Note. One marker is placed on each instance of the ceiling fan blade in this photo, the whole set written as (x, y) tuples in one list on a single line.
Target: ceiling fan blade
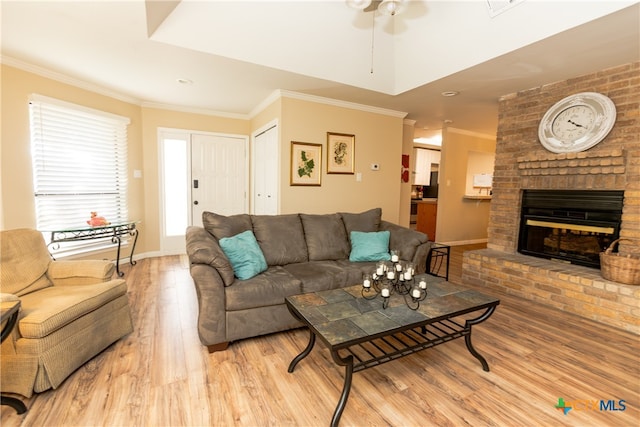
[(373, 6)]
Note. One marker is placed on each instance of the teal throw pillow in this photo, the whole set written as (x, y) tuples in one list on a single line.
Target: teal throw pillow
[(244, 254), (371, 246)]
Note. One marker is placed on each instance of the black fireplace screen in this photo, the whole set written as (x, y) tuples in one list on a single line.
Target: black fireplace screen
[(569, 226)]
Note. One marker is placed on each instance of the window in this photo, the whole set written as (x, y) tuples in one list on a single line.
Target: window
[(79, 160)]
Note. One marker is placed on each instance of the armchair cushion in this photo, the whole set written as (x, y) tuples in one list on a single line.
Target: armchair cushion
[(57, 306), (80, 272), (24, 259)]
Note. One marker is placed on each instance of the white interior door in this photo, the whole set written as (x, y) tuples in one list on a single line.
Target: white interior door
[(265, 172), (218, 175)]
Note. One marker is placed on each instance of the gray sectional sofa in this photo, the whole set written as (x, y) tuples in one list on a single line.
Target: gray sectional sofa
[(303, 253)]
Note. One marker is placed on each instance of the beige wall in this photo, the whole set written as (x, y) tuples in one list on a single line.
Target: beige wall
[(460, 221), (378, 139)]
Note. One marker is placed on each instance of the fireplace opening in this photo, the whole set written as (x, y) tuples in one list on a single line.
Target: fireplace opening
[(571, 226)]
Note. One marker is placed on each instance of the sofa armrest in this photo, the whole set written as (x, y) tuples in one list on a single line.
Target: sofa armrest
[(207, 264), (80, 272), (412, 245), (203, 248)]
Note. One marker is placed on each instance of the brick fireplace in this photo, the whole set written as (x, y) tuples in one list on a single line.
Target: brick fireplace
[(522, 163)]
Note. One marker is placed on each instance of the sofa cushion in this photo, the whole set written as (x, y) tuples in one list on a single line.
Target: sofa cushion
[(221, 226), (325, 236), (365, 221), (203, 248), (319, 275), (245, 254), (405, 240), (369, 246), (281, 238), (268, 288)]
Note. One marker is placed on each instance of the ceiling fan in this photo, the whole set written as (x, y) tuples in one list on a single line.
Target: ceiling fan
[(386, 7)]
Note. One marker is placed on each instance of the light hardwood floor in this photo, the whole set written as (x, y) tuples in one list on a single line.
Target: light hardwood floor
[(161, 375)]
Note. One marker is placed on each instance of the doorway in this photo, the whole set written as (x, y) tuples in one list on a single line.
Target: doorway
[(199, 172)]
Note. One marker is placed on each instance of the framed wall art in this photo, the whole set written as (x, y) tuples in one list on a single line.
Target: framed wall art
[(340, 153), (306, 163)]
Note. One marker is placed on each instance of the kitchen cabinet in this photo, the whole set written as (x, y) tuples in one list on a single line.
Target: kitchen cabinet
[(423, 160), (426, 219)]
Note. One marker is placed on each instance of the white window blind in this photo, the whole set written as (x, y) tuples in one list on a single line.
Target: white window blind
[(79, 164)]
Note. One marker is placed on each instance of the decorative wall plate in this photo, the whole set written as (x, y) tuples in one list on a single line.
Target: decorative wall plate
[(577, 122)]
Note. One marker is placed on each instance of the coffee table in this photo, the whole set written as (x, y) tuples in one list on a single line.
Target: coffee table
[(360, 334)]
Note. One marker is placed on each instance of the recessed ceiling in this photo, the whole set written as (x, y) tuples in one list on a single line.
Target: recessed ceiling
[(237, 53)]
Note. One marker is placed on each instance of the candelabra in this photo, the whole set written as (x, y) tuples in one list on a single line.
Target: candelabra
[(394, 277)]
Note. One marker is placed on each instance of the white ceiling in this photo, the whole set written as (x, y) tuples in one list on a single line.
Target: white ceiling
[(238, 53)]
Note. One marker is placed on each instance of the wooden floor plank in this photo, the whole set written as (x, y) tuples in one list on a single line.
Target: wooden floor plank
[(161, 374)]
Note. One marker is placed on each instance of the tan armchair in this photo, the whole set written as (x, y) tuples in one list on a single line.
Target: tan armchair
[(71, 311)]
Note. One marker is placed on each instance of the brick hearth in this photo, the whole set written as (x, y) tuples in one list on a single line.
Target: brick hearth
[(522, 163)]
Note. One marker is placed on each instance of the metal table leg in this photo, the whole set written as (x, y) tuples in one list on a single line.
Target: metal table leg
[(305, 352), (347, 362), (467, 337)]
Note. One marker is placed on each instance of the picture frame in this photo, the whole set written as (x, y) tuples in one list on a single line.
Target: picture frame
[(306, 163), (341, 153)]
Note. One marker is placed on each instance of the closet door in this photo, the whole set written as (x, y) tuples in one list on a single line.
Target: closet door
[(265, 172)]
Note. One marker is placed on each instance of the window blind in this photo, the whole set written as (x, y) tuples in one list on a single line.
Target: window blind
[(79, 160)]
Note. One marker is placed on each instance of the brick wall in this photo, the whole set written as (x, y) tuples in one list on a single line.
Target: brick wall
[(523, 163)]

******

> WHAT THE TASK REQUIRES: Rewrite the items between the lines holding "Note. One marker is placed on each instance of the recessed" and "[(161, 374)]", inclusive, replacing "marker" with "point" and leaving everything else unchanged.

> SOLUTION FOR THIS TASK:
Note. One point is placed on each instance of the recessed ceiling in this photo, the whole set written as (x, y) tuples in one list on a single line.
Target: recessed ceiling
[(237, 53)]
Note. One point is placed on each instance of the candelabra in this photo, the whole set written as (x, y) tuples in one list on a single line.
Target: candelabra
[(394, 277)]
Note. One point is placed on each instance of the white ceiling in this photo, the whole set written as (x, y) tuples in one list on a single line.
Target: white ceiling
[(238, 53)]
Note. One point is placed on each instance of the wooden floor plank in this photo, the whole set written as (x, y) tuples in one list on a single line.
Target: wooden floor plank
[(161, 374)]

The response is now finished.